Transcribe all records exactly; omit pictures.

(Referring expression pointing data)
○ ○ ○ ○ ○
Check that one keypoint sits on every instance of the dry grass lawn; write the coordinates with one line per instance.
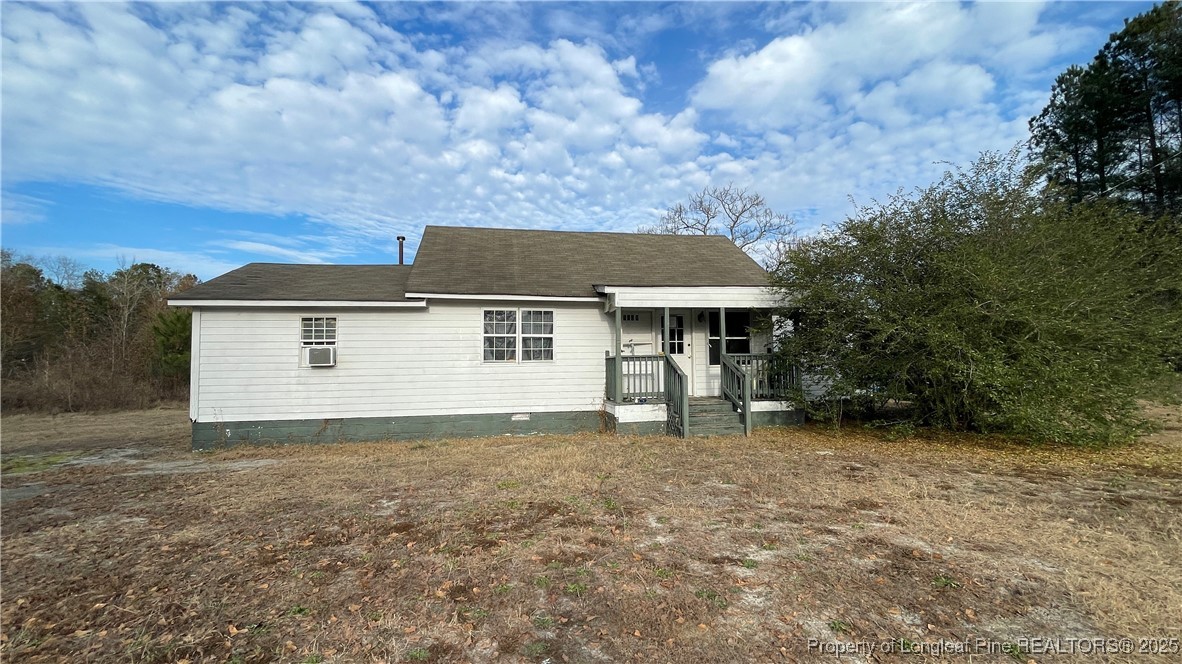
(577, 548)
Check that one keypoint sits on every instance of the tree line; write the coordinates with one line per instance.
(76, 339)
(1036, 293)
(1114, 127)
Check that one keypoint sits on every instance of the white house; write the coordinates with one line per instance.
(489, 331)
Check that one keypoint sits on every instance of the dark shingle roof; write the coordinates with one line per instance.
(279, 281)
(566, 264)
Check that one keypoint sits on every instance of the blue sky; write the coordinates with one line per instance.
(205, 136)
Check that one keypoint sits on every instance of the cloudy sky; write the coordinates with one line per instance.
(203, 136)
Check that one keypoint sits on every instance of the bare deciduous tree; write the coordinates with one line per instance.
(736, 213)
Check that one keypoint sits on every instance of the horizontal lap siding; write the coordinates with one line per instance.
(393, 363)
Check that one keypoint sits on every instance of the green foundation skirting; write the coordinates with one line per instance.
(655, 428)
(213, 435)
(777, 417)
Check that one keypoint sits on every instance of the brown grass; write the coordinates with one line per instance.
(589, 547)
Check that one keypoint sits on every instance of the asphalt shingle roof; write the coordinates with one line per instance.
(493, 261)
(566, 264)
(281, 281)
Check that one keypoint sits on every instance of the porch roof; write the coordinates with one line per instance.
(689, 297)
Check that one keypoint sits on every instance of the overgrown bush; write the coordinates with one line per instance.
(988, 304)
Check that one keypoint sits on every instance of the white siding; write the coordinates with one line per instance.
(391, 363)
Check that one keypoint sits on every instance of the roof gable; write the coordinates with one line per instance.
(456, 260)
(305, 282)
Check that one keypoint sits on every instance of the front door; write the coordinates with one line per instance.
(680, 343)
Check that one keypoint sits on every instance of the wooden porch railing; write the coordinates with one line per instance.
(771, 377)
(676, 394)
(736, 389)
(641, 375)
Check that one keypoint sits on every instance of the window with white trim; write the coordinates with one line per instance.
(537, 334)
(500, 336)
(518, 336)
(738, 334)
(318, 331)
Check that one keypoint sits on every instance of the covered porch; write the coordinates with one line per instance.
(671, 352)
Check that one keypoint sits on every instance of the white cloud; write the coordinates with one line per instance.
(19, 208)
(927, 57)
(351, 117)
(306, 112)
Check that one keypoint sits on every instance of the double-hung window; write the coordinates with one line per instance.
(318, 331)
(738, 334)
(518, 336)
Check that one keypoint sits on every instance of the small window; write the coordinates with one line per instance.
(318, 331)
(738, 334)
(500, 336)
(676, 334)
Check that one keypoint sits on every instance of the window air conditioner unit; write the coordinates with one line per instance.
(322, 356)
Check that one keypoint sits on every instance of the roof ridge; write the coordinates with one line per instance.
(615, 233)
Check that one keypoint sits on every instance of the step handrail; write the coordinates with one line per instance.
(736, 389)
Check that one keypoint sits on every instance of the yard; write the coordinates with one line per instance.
(119, 545)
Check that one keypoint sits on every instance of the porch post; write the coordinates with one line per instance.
(619, 356)
(664, 339)
(722, 333)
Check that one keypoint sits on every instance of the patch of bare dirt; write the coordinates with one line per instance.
(161, 429)
(577, 548)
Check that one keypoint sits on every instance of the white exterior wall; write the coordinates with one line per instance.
(391, 363)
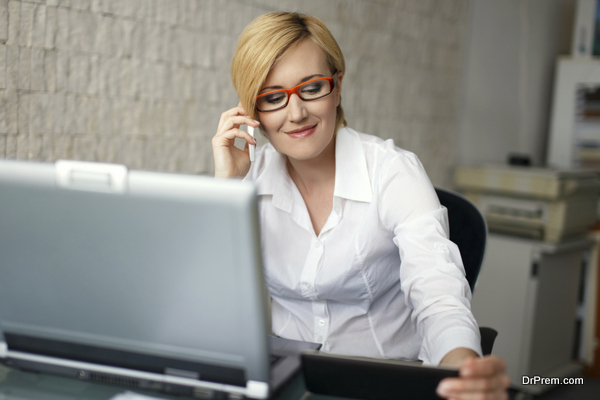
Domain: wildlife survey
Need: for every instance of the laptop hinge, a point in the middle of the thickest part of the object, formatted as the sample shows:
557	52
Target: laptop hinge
89	176
257	390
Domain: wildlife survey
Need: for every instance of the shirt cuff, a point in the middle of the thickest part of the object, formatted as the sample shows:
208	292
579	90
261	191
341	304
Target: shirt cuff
451	339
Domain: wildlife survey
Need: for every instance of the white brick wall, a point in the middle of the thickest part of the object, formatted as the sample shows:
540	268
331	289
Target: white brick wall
143	82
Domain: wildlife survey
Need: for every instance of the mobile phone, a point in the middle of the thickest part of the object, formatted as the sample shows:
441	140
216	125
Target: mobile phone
252	148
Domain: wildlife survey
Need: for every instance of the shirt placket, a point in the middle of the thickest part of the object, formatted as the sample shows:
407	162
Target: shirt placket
308	278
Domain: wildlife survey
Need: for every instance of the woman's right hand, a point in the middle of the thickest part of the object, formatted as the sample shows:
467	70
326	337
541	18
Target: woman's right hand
231	162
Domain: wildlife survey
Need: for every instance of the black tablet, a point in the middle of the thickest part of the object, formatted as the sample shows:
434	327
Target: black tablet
371	378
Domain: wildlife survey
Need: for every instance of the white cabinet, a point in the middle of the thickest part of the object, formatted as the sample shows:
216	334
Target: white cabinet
528	291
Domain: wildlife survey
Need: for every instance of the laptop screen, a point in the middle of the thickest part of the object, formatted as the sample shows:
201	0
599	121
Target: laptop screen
164	265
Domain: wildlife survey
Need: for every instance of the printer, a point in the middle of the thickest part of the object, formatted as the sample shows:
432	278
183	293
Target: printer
546	204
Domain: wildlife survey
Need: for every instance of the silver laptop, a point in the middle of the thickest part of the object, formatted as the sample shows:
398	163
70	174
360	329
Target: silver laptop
143	279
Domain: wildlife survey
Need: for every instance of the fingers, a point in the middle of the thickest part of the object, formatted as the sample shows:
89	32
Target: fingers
487	366
482	378
453	386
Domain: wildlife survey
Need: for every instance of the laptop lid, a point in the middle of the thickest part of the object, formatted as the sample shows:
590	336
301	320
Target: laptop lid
134	270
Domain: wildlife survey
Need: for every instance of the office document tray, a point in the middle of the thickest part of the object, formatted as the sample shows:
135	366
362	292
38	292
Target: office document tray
544	204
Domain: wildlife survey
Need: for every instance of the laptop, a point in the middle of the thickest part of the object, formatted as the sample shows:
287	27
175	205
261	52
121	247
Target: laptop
143	279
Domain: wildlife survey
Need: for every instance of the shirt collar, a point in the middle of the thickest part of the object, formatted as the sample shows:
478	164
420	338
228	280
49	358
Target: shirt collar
352	180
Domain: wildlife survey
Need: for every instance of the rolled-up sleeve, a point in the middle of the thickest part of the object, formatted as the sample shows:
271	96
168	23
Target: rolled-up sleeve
431	272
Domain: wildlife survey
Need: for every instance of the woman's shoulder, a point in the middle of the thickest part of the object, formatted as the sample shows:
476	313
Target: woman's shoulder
384	153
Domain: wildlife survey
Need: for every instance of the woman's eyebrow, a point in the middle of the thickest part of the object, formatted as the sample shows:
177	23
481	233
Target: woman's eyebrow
305	79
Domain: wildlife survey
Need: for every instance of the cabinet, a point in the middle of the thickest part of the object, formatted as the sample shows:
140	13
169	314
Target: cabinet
529	291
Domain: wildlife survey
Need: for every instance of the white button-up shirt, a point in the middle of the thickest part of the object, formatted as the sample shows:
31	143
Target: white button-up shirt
○ ○ ○ ○ ○
#### [Written response]
Check that one keypoint sits on every instance of the dry grass lawn; write the coordinates with one line per instance.
(577, 548)
Check that one keypoint sits on every instance of the tree line; write the coordinates with one line per instance.
(76, 339)
(1036, 293)
(1114, 127)
Check that one keypoint sits on every instance of the white house; write the coordinates with one line per instance.
(489, 331)
Check that one keypoint sits on every instance of the dark shingle roof; write the coordinates with one line per instance.
(279, 281)
(566, 264)
Check that one keypoint sits on every instance of the blue sky; write the coordinates with one line per instance.
(205, 136)
Check that one keypoint sits on every instance of the cloudy sky; write the coordinates with one line per instance.
(203, 136)
Check that one keypoint sits on every instance of the bare deciduous tree; write the coordinates with one line per instance.
(736, 213)
Check that one keypoint sits on every instance of the horizontal lap siding; write the coordinates with one line per instance.
(393, 363)
Check that one keypoint sits on every instance of the green foundation skirting; write the coordinates with one line per instance.
(655, 428)
(213, 435)
(777, 417)
Check that one keypoint sits on every instance of the brown grass; write the coordinates with one line per instance.
(589, 547)
Check that one keypoint sits on every instance of the asphalt shingle roof; write the coordinates with one line per instance.
(493, 261)
(566, 264)
(281, 281)
Check that one keypoint sits on every instance of the porch roof; write the coordinates with one line per instance.
(689, 297)
Check that one keypoint sits on every instance of the overgrown bush; write the coordinates with one line per instance.
(988, 304)
Check that one keypoint sits on every instance of the white siding; write the coordinates with one line per instance.
(391, 363)
Check that one keypoint sits on every instance of the roof gable; write the coordinates with one line per instance.
(456, 260)
(305, 282)
Check that one keypoint sits on every instance of the front door; write the coordinates with one line per instance.
(680, 343)
Check that one keypoint sits on every instance of the wooden porch railing; write the coordinates with one line per instance.
(771, 377)
(676, 394)
(736, 389)
(641, 375)
Check that one keypoint sits on every instance of the window with white trim; write the coordinates with one line per instance.
(537, 334)
(500, 336)
(518, 336)
(738, 334)
(318, 331)
Check that one keypoint sits on every instance of the covered porch; write the coordinates with one line per instance.
(671, 352)
Check that one keypoint sits on every instance of the white cloud; write the coordinates with one line per instance.
(19, 208)
(927, 57)
(351, 117)
(306, 112)
Check that one keypoint sits on every instance of the double-hung window; write the coordinates with one line per instance.
(318, 331)
(738, 334)
(518, 336)
Check that one keypoint sits on every instance of the small window; write the coordinates with one line per instance.
(318, 331)
(738, 334)
(500, 336)
(676, 334)
Check that one keypoint sits on every instance of the window air conditioner unit; write the coordinates with one line per instance.
(322, 356)
Check that one keypoint sits on every instance of the roof ridge; write the coordinates with one line per instance.
(615, 233)
Check that one keypoint sits on every instance of the step handrail; write the coordinates with one line per instance.
(736, 389)
Check that one keypoint sits on every instance of the yard; write the coordinates with one line per instance.
(119, 545)
Check that one keypoint sits on every instance of the porch post; write the coordinates with one line per instance.
(619, 356)
(664, 339)
(722, 333)
Check that one keypoint sits on every instance of the patch of bare dirt; write the coordinates with one line per instance.
(161, 429)
(577, 548)
Check that one keypoint sits on every instance of the white exterior wall; write the coordinates with one line per instance.
(391, 363)
Domain: wildlife survey
Need: for every instance of the laptop hinge, a point in the middle of the thickest part of the object, formatted as the sample shows:
557	52
Target: laptop hinge
89	176
257	390
Domain: wildlife survey
Need: for every instance of the shirt cuff, a point in the middle of the thickest part of the object, formatted as the sample shows:
208	292
579	90
261	191
341	304
Target: shirt cuff
451	339
Domain: wildlife survey
Need: for every instance of the white brick wall, a point in the middle of the thickest part of the object, formatted as the sample shows:
540	268
331	289
Target: white brick wall
143	82
Domain: wildlife survey
Need: for every instance of the mobile phone, a point in the middle of the thickest part of the object, formatted as the sample shows:
441	140
216	125
Target: mobile phone
252	148
Domain: wildlife survey
Need: for every instance of the shirt placket, a point in the middle of the thickest part of the object, formatted as the sample shows:
407	162
Target: shirt placket
308	278
Domain: wildlife survey
Need: for every instance of the woman's right hand, a point in the middle of the thickest part of the object, formatted as the sample shows:
467	70
326	337
541	18
Target: woman's right hand
231	162
Domain: wildlife survey
Need: for every instance of the black tablet, a point in the middle of the thickest part of the object, formatted as the sample shows:
434	327
Target: black tablet
371	378
Domain: wildlife survey
Need: for every instance of the white cabinet, a point in the middle of the thickest part of the object, formatted as the sample shows:
216	334
Target: white cabinet
528	291
Domain: wildlife survey
Need: for every instance of the laptop screen, a point in the middle of the thickest part of the object, formatted as the sample shows:
201	0
599	121
Target: laptop screen
164	265
Domain: wildlife survey
Need: for every instance of the printer, a point in the middle of the thickest part of the object, formatted as the sample shows:
432	278
183	293
Target: printer
546	204
Domain: wildlife survey
Need: for every instance of the silver laptop, a point in the middle of the thickest part of the object, formatted as the sample shows:
398	163
70	174
360	329
Target: silver laptop
143	279
Domain: wildlife survey
Need: for every instance of the fingers, a point in the middle of the thickest part of the object, formatted as the sample shows:
89	32
Target: fingers
487	366
482	378
453	386
Domain: wildlife survey
Need: for every instance of the laptop lid, a point in the middle of the thickest part of the object, formatted as the sample shows:
590	336
301	320
Target: laptop lid
134	270
Domain: wildlife survey
Need: for every instance of the office document tray, a point in the middle of the thickest part of the object, formatted as the sample shows:
135	366
362	292
38	292
Target: office document tray
544	204
Domain: wildlife survey
Need: for every instance of the laptop, a point in the middle of the thickest part of the object, formatted as the sample shows:
287	27
175	205
261	52
121	247
Target: laptop
143	279
Domain: wildlife survey
Need: for every instance of the shirt collar, a point in the middle of the thickest part of the object, formatted as the sample shows:
478	164
420	338
228	280
49	358
Target: shirt collar
352	180
Domain: wildlife survey
Need: for every instance of the rolled-up sleeve, a point in the middle of the thickest part of the object, formatted as the sample shows:
271	96
168	23
Target: rolled-up sleeve
431	272
Domain: wildlife survey
Need: for every instance of the woman's shoulder, a point in the middle of the thickest part of the object, formatted as the sample shows:
476	313
Target: woman's shoulder
384	153
Domain: wildlife survey
Need: for every instance of the woman's eyebrow, a point in the middle of the thickest part of the object, formatted as the sample shows:
177	23
481	233
Target: woman's eyebrow
305	79
Domain: wildlife survey
Need: for every instance of the cabinet, a point in the middle of the thickest part of the object, formatted as the sample shows:
140	13
169	314
Target: cabinet
529	291
Domain: wildlife survey
Need: for every instance of the white button-up shirt, a point in the middle of the thickest part of the object, formatted as the sample shows:
31	143
Target: white button-up shirt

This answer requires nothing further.